* [What you will do]:
Copy the records below word for word.

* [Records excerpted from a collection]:
————

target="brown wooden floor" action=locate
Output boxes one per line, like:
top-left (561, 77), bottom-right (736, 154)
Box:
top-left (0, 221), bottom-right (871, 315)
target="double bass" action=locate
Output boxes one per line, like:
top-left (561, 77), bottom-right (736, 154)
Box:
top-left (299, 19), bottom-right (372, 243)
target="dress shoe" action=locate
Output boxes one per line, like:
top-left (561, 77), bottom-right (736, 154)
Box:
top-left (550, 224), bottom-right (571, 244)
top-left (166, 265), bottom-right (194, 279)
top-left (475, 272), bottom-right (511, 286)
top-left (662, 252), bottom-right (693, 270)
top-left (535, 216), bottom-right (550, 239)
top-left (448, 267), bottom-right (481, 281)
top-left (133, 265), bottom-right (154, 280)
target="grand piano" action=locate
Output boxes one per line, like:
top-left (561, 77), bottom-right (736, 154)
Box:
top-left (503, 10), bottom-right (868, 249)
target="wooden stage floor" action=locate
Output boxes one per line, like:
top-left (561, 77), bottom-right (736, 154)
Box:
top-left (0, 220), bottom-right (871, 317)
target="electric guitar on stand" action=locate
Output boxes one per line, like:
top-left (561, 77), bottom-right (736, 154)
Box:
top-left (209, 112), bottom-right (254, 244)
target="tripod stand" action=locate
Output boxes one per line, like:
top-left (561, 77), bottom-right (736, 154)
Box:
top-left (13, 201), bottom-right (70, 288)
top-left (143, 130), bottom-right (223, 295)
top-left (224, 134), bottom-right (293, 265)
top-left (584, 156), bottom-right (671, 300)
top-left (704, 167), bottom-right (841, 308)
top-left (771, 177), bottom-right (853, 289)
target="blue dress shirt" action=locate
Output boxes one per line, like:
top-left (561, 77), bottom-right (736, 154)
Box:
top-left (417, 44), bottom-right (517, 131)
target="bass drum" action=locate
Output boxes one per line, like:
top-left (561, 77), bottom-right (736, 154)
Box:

————

* [Solution]:
target="brown wooden floor" action=locate
Output boxes one per line, like:
top-left (561, 77), bottom-right (736, 154)
Box:
top-left (0, 221), bottom-right (871, 315)
target="double bass" action=locate
Output boxes one per line, like:
top-left (561, 77), bottom-right (736, 154)
Box:
top-left (299, 19), bottom-right (372, 243)
target="dress shoe" action=locate
Output boxes one per line, like:
top-left (561, 77), bottom-right (736, 154)
Box:
top-left (550, 224), bottom-right (571, 244)
top-left (166, 265), bottom-right (194, 279)
top-left (475, 272), bottom-right (511, 286)
top-left (662, 252), bottom-right (693, 270)
top-left (535, 216), bottom-right (550, 239)
top-left (448, 267), bottom-right (481, 281)
top-left (133, 265), bottom-right (154, 280)
target="grand piano" action=locate
Output boxes one per line, like:
top-left (561, 77), bottom-right (736, 154)
Box:
top-left (503, 10), bottom-right (868, 249)
target="wooden stage floor" action=locate
Output boxes one per line, like:
top-left (561, 77), bottom-right (736, 154)
Box:
top-left (0, 220), bottom-right (871, 317)
target="electric guitar on stand" action=locate
Output boxes one per line, like:
top-left (561, 77), bottom-right (736, 154)
Box:
top-left (209, 112), bottom-right (254, 244)
target="tripod stand" action=locate
Output boxes one per line, like:
top-left (561, 77), bottom-right (736, 154)
Box:
top-left (13, 201), bottom-right (70, 288)
top-left (143, 130), bottom-right (223, 295)
top-left (224, 134), bottom-right (293, 265)
top-left (584, 156), bottom-right (671, 300)
top-left (704, 167), bottom-right (841, 308)
top-left (771, 177), bottom-right (853, 289)
target="blue dress shirt" action=locate
Output boxes one per line, like:
top-left (561, 77), bottom-right (736, 154)
Box:
top-left (417, 44), bottom-right (517, 131)
target="bass drum" action=locate
Output boxes one per line, like:
top-left (561, 77), bottom-right (736, 154)
Box:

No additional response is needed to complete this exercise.